*What is needed*. The data below should be restated word for word, with every picture omitted.

Start of Material supplied

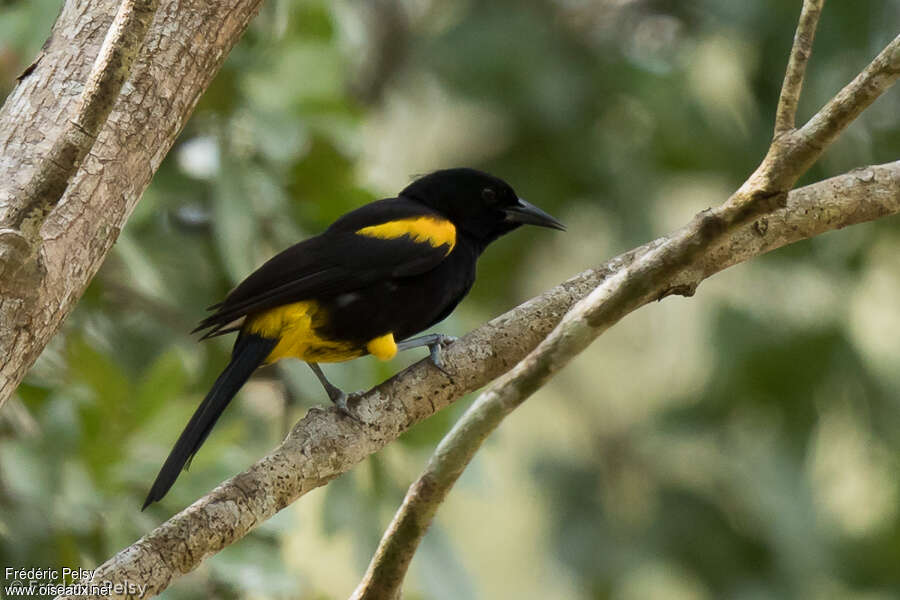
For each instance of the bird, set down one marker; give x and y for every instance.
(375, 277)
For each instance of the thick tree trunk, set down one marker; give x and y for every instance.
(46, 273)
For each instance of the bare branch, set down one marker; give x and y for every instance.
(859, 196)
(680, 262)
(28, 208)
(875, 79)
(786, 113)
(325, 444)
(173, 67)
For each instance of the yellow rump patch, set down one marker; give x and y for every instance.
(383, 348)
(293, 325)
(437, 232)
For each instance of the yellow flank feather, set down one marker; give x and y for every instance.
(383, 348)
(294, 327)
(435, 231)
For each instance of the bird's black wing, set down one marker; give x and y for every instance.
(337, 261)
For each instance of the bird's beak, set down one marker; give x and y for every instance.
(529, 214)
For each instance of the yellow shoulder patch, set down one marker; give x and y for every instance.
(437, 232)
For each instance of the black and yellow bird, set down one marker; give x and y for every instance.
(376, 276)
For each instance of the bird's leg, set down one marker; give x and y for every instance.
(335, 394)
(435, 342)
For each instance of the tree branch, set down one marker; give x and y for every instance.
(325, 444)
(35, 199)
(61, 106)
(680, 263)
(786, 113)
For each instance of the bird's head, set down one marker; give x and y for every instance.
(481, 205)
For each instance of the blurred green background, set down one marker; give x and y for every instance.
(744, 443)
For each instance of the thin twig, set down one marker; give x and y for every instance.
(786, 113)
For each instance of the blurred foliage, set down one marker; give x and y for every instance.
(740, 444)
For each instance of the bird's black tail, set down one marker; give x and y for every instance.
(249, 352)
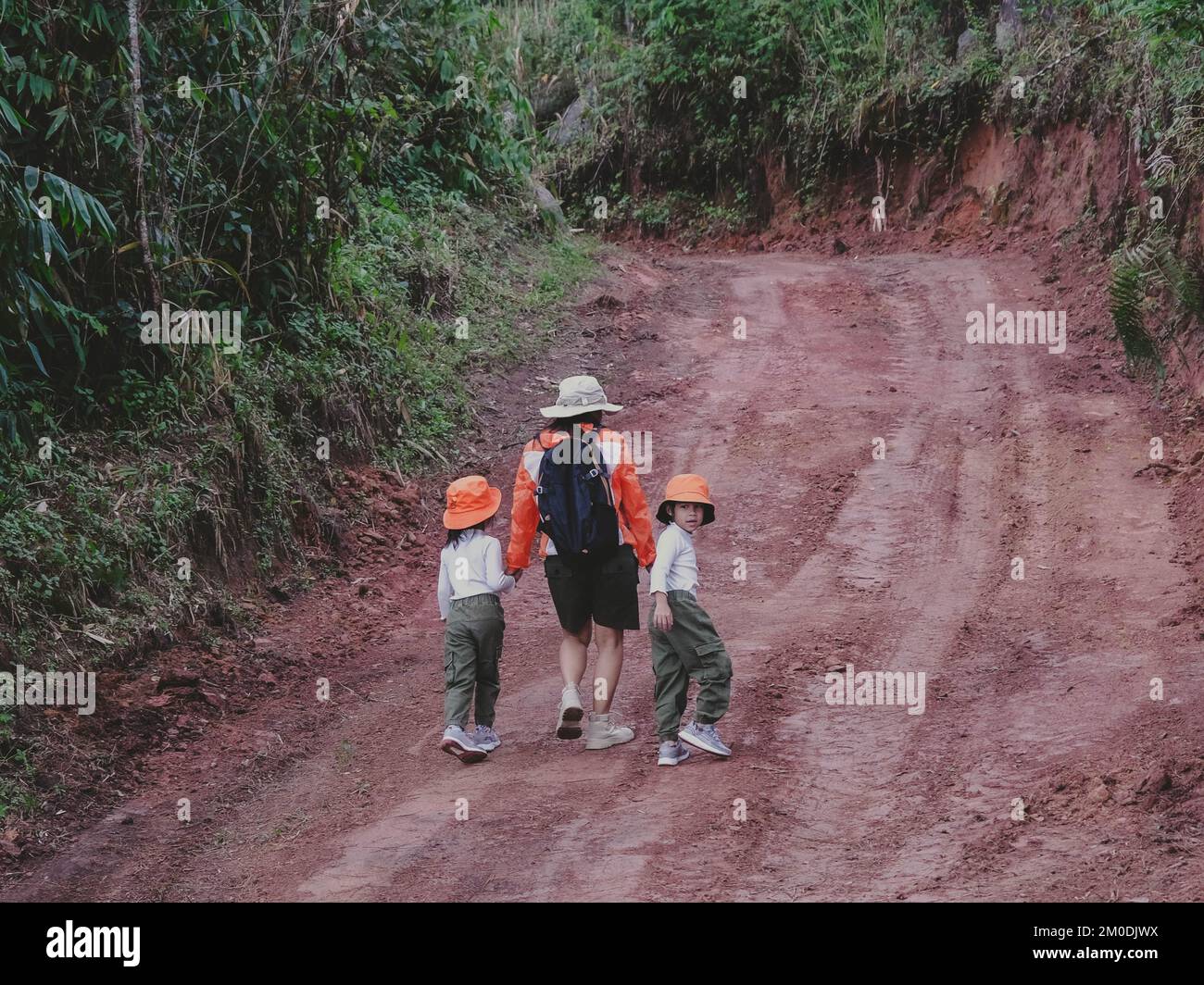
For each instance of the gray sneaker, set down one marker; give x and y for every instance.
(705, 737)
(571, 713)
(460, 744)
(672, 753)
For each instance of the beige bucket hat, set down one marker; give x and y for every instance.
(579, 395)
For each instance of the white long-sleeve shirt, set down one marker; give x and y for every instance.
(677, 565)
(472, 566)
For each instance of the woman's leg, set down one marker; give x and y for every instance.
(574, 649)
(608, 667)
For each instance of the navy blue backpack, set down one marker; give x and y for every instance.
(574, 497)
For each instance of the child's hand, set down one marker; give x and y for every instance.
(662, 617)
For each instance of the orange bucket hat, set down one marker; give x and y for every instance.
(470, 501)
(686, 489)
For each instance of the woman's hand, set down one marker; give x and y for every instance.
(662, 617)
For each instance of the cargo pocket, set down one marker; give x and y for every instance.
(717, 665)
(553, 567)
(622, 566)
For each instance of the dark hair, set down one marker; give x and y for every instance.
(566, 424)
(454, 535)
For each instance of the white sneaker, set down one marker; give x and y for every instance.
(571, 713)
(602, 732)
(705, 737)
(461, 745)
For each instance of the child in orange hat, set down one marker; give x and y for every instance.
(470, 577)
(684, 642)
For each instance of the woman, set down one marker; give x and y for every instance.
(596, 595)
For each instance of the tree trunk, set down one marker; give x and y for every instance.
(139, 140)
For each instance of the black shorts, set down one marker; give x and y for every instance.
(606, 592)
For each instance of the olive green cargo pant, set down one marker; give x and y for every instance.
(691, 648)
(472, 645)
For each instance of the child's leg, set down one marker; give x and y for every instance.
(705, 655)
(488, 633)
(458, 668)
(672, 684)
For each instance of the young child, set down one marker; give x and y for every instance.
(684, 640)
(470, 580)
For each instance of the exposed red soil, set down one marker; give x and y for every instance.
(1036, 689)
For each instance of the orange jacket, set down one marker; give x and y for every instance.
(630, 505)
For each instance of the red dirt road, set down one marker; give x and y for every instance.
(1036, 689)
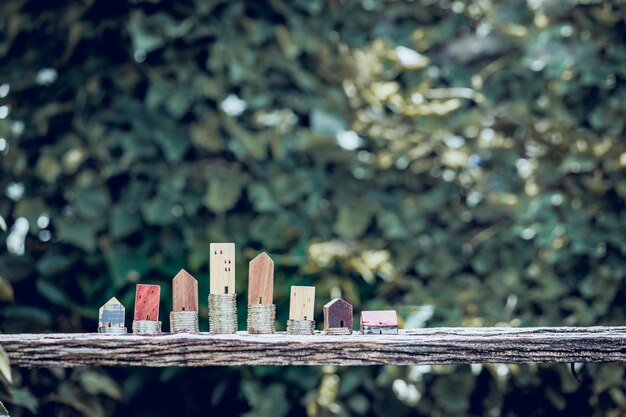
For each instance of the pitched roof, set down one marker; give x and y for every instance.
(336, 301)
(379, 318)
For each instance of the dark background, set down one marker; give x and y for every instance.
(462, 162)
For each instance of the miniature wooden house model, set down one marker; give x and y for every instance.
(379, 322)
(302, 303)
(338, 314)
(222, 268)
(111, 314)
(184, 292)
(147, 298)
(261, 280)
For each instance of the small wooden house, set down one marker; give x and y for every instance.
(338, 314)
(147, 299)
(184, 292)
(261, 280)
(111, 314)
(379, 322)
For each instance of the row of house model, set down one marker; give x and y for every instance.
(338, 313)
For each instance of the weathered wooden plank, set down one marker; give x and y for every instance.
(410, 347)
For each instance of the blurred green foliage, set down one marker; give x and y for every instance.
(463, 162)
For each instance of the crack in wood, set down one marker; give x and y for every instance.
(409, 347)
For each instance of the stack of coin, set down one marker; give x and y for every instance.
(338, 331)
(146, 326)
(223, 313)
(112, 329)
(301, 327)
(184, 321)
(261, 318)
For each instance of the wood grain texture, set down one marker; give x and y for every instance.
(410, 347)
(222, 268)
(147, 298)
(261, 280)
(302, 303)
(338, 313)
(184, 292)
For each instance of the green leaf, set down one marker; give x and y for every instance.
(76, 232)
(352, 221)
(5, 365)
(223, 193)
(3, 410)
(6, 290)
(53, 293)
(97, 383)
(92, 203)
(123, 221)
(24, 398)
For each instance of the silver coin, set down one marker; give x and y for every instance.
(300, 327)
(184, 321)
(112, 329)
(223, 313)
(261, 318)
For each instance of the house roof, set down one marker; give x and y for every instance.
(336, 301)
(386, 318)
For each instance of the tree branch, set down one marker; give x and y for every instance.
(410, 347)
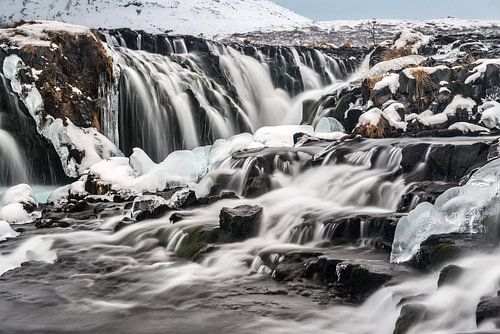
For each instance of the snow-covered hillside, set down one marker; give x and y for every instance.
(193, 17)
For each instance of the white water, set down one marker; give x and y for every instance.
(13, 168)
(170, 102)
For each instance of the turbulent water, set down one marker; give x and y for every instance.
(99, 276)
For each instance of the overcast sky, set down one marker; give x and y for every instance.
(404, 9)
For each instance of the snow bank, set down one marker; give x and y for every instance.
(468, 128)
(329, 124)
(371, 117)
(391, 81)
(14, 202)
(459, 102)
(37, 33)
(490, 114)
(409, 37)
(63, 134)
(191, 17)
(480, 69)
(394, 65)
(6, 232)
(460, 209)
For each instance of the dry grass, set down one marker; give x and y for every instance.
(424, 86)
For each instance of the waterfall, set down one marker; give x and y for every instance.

End of Material supplied

*The result*.
For each instance of the bird, set down one marker; give x and y for every instance.
(375, 277)
For each instance of the thick tree trunk, set down one marker; give x and y for every instance.
(46, 273)
For each instance of the bare branch, set down one marker; give x and y for every instance.
(859, 196)
(680, 262)
(28, 208)
(875, 79)
(786, 113)
(325, 444)
(173, 67)
For each instance of the yellow rump patch, set down one marker; give x and y for every instance.
(383, 348)
(293, 325)
(437, 232)
For each instance of the yellow flank feather, set down one marker; give x and y for every instance.
(383, 348)
(294, 327)
(435, 231)
For each instance of the bird's black wing, set down one marker; give x and y for every instance.
(337, 261)
For each instance of the bird's beak, set down one marker; give x and y for every instance.
(529, 214)
For each instance of the yellow shoulder patch, set down one marker; give x and y for every instance.
(437, 232)
For each instance of the black and yellow bird, set down one marker; give x and y for every instance.
(376, 276)
For each instance of the bird's leg, set down one marker; give x and y for every instance.
(335, 394)
(435, 342)
For each instance of the tree branch, set down one marker; give x and y for every instance.
(325, 444)
(35, 199)
(61, 106)
(680, 263)
(786, 113)
For each instance of the bird's head, set down one marker; give x and y for every instance.
(481, 205)
For each instance of the blurred green background, set down one marker; give x and y for every instance.
(744, 443)
For each instance of the thin twig, set down one marker; give x and y for every instance.
(786, 113)
For each instance of the blurred foliage, set down one marker; give x and y for every instance.
(740, 444)
For each instance of the bird's black tail, set down one marker; give x and y for every instance.
(249, 352)
For each instance of the gray sneaker, set down one marker; give x and y for every instance.
(705, 737)
(571, 713)
(460, 744)
(672, 753)
For each instance of the beige bucket hat, set down one marker; give x and y for every instance.
(579, 395)
For each instance of the white long-sleeve shirt, set down one marker; give x and y for every instance.
(677, 565)
(472, 566)
For each instance of the woman's leg, set down one marker; give x and y for every instance.
(574, 649)
(608, 667)
For each instance of the navy blue backpack, set down one marker; give x and y for every instance.
(574, 497)
For each instance of the child's hand, set down one marker; give x and y for every instance.
(662, 617)
For each instance of the orange bucket hat, set down one marker; give x and y for every instance.
(470, 501)
(686, 489)
For each instance of the woman's hand, set down one marker; give x and y for every instance.
(662, 617)
For each instance of the cargo pocket, set down one marker; give x and y for every instance.
(717, 665)
(553, 567)
(622, 566)
For each instance of the dark hair, set down one marker; give x and y for every instance.
(566, 424)
(454, 535)
For each instance of the white sneaker, set down one marker; give x and y for every instance.
(571, 713)
(602, 732)
(705, 737)
(461, 745)
For each instance of the child in orange hat, set down one marker; give x and y for every instance.
(470, 577)
(684, 642)
For each instance of the woman, set down one marker; give x and y for every instance.
(596, 595)
For each instance of the tree trunk, set down one marker; give x and y for every instance.
(139, 140)
For each instance of the black shorts, set down one marker; give x and y for every instance.
(606, 592)
For each instance of the olive green cargo pant, set down one marker; give x and y for every instance.
(691, 648)
(472, 645)
For each instance of the child's leg, set down one marker; give x and y for every instance.
(705, 655)
(488, 633)
(458, 668)
(672, 684)
For each instance of the young child, set down one marker; give x and y for every instance.
(684, 640)
(470, 580)
For each instance of the exposed red soil, set down one marker; give x and y for every instance.
(1036, 689)
For each instance of the orange jacket, set down one marker; give x and y for every instance.
(630, 505)
For each instance of the red dirt road, set down one marker; give x and y for every instance.
(1036, 689)
For each instance of the pitched roof, set down one marker; give x and y for every instance.
(336, 301)
(379, 318)
For each instance of the dark background, set down one marker; give x and y for every instance.
(462, 162)
For each instance of the miniature wooden house model, set down one marker; give x and y for every instance.
(379, 322)
(302, 303)
(338, 314)
(222, 268)
(111, 314)
(184, 292)
(147, 298)
(261, 280)
For each instance of the small wooden house, set down one marker; give x and y for every instance.
(338, 314)
(147, 299)
(184, 292)
(261, 280)
(111, 314)
(379, 322)
For each instance of the row of house model, set down one marker; give x and y for every instance.
(338, 313)
For each instance of the weathered wooden plank, set down one marker; give x and y for every instance.
(410, 347)
For each instance of the blurred green foliage, set down one marker; give x and y for every instance.
(463, 162)
For each instance of the crack in wood, set down one marker; give x and y for every instance.
(409, 347)
For each instance of the stack of coin, set down one marker; give x and y for every instance.
(338, 331)
(146, 326)
(223, 313)
(112, 329)
(301, 327)
(184, 321)
(261, 318)
For each instance of the wood grain texture, set down one marker; give x and y for every instance.
(410, 347)
(222, 268)
(147, 298)
(261, 280)
(302, 303)
(338, 313)
(184, 292)
For each instance of the green leaf, set down one marker; give x and y for every instance.
(76, 232)
(352, 221)
(5, 365)
(223, 193)
(3, 410)
(6, 290)
(53, 293)
(97, 383)
(92, 203)
(123, 221)
(24, 398)
For each instance of the silver coin, set down one marker; give x and y for every instance.
(300, 327)
(184, 321)
(112, 329)
(223, 313)
(261, 318)
For each instance of the house roof, set down one marker; give x and y for every instance.
(336, 301)
(386, 318)
For each instance of the tree branch, set down one marker; give x and y for every instance.
(410, 347)
For each instance of the snow-covered hillside, set down one marker; give x and y for every instance.
(193, 17)
For each instance of the white water, set down one marker; give x and y for every instance.
(13, 168)
(170, 102)
For each instance of the turbulent water, set down one marker; give x and y for every instance.
(99, 276)
For each instance of the overcast sky, set down one marker; give x and y for every instance.
(404, 9)
For each instance of the snow bank, set down one marker; give x and y for every instance.
(468, 128)
(329, 124)
(371, 117)
(391, 81)
(14, 202)
(459, 102)
(37, 33)
(490, 114)
(409, 37)
(63, 134)
(191, 17)
(480, 69)
(394, 65)
(6, 232)
(460, 209)
For each instance of the dry grass, set down one marker; give x and y for every instance.
(424, 86)
For each instance of the waterfall, set down one marker; give x and y for every instance.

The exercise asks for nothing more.